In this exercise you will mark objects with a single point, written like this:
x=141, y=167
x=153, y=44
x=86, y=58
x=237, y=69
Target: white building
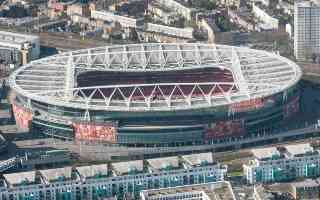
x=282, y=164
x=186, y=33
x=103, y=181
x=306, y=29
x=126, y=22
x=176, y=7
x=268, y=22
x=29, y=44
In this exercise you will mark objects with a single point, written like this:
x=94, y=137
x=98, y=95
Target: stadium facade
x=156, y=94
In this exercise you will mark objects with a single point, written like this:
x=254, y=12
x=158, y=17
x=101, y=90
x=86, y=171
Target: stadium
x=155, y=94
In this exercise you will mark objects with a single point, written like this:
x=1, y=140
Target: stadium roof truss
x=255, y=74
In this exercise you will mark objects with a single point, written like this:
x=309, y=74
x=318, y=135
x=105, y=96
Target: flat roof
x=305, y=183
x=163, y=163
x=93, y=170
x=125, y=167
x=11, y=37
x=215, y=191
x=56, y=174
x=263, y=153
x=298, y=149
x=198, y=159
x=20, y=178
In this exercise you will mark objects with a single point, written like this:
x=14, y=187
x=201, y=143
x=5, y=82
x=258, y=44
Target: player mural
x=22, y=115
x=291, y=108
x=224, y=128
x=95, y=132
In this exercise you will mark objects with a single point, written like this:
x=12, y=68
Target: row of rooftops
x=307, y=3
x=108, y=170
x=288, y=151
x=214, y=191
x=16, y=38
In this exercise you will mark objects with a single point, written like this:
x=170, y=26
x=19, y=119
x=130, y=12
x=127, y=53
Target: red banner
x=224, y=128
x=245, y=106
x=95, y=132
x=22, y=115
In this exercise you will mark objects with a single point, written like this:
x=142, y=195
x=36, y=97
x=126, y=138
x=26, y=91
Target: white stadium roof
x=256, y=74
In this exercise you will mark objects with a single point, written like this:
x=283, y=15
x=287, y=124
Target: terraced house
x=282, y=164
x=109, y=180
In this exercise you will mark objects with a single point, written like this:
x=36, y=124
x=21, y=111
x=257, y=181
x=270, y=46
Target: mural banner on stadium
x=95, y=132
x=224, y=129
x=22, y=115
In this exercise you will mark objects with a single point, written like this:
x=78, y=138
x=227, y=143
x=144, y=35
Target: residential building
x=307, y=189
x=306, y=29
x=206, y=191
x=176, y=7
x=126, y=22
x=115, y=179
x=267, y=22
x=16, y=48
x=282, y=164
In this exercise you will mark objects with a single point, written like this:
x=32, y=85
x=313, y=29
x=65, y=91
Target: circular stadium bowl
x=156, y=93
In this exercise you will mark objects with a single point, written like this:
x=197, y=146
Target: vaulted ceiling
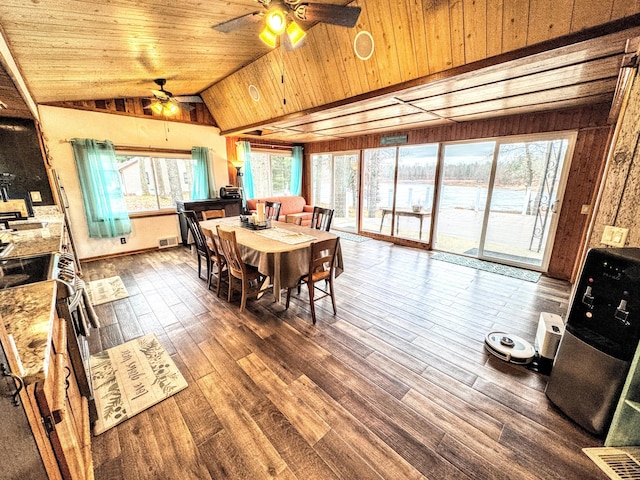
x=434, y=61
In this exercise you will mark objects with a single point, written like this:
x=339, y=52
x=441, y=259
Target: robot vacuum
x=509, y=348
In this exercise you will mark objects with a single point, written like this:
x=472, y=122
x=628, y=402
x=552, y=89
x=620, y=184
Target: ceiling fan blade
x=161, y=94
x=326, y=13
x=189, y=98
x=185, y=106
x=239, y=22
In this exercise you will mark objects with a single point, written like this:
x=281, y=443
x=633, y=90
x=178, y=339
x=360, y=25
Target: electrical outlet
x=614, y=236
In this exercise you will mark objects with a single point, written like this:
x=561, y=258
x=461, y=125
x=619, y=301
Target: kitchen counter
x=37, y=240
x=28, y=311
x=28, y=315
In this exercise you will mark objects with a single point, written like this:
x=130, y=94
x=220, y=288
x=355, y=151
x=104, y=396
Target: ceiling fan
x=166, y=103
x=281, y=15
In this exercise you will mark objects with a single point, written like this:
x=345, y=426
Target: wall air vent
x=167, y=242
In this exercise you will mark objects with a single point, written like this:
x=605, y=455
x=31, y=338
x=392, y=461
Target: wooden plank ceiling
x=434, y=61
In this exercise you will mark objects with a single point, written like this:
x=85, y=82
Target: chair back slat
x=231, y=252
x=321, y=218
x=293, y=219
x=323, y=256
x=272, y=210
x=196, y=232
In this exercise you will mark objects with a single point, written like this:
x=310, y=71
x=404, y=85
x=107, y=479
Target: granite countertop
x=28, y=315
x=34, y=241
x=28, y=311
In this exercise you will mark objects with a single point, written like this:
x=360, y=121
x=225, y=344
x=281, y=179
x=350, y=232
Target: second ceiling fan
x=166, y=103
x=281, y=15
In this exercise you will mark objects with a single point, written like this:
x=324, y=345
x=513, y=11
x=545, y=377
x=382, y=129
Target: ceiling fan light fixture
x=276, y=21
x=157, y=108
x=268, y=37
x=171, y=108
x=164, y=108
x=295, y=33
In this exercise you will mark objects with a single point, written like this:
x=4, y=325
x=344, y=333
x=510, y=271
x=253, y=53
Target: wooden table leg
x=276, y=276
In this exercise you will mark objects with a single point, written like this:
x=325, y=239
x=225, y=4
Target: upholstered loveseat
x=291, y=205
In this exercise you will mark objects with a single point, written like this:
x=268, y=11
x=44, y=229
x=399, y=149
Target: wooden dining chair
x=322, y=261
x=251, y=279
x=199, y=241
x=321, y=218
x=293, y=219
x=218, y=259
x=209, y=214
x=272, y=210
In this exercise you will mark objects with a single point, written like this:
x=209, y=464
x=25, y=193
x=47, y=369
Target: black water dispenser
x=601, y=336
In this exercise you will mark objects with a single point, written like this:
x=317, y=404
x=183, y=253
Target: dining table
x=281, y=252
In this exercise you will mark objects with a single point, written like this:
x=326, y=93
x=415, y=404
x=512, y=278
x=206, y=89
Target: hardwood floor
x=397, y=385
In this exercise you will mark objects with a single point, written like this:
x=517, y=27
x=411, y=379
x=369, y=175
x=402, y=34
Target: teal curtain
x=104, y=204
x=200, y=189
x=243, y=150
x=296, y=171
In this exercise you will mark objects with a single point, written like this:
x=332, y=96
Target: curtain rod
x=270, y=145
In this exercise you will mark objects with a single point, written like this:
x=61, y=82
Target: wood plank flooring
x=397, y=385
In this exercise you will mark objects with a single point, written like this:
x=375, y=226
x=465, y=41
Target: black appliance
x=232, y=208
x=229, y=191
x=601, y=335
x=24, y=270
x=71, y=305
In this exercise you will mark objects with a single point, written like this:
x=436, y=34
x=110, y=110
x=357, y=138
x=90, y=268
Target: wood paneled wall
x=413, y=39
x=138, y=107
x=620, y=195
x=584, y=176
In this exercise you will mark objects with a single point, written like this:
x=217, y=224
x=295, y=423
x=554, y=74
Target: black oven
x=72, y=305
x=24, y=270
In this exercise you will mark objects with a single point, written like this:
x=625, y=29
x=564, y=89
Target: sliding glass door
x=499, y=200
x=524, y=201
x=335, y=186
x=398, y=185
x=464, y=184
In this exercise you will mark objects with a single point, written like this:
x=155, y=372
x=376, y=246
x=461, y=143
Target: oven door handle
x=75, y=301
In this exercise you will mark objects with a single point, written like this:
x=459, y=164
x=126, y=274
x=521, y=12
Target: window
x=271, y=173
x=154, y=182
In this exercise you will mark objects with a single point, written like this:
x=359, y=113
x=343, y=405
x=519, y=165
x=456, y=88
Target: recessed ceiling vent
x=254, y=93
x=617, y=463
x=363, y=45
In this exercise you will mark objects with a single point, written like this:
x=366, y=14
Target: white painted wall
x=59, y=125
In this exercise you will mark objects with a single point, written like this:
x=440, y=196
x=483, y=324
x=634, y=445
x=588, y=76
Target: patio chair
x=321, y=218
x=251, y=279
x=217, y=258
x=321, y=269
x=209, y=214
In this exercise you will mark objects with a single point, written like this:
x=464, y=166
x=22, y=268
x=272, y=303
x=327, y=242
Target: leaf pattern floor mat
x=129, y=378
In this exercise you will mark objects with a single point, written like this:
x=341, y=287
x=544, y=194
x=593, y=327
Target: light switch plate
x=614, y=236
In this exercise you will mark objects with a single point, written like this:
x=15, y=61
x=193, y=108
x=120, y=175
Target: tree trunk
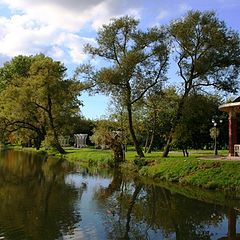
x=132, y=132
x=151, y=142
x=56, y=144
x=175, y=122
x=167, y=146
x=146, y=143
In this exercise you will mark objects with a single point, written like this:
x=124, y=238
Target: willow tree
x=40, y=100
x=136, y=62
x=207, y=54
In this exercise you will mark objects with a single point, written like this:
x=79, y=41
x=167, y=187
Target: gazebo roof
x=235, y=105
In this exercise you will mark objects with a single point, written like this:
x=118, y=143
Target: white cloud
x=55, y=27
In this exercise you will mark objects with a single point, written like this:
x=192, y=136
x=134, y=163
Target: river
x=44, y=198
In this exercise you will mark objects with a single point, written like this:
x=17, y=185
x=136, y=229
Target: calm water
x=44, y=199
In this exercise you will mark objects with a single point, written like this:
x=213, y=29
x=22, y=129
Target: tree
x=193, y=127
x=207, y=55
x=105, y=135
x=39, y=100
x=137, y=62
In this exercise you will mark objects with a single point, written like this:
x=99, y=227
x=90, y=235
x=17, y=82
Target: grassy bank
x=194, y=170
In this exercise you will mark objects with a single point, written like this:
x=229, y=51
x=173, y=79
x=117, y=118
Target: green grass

ACTIVITY: Only the lines from the one with "x=134, y=163" through the end of the listing should be output, exactly as they appear.

THE ANSWER:
x=134, y=163
Target: river
x=44, y=198
In this exercise you will mark objects with a single point, written like this:
x=17, y=185
x=136, y=229
Target: calm water
x=44, y=199
In this exercise you will mark objects with a single point, written like this:
x=213, y=29
x=22, y=129
Target: tree
x=193, y=127
x=207, y=55
x=105, y=135
x=39, y=100
x=137, y=62
In this exercise you will mark objects with a single point, written like this:
x=99, y=227
x=90, y=235
x=17, y=82
Target: grassy bank
x=194, y=170
In this exercise you will mark objects with a single point, written like this:
x=229, y=51
x=173, y=79
x=117, y=118
Target: green grass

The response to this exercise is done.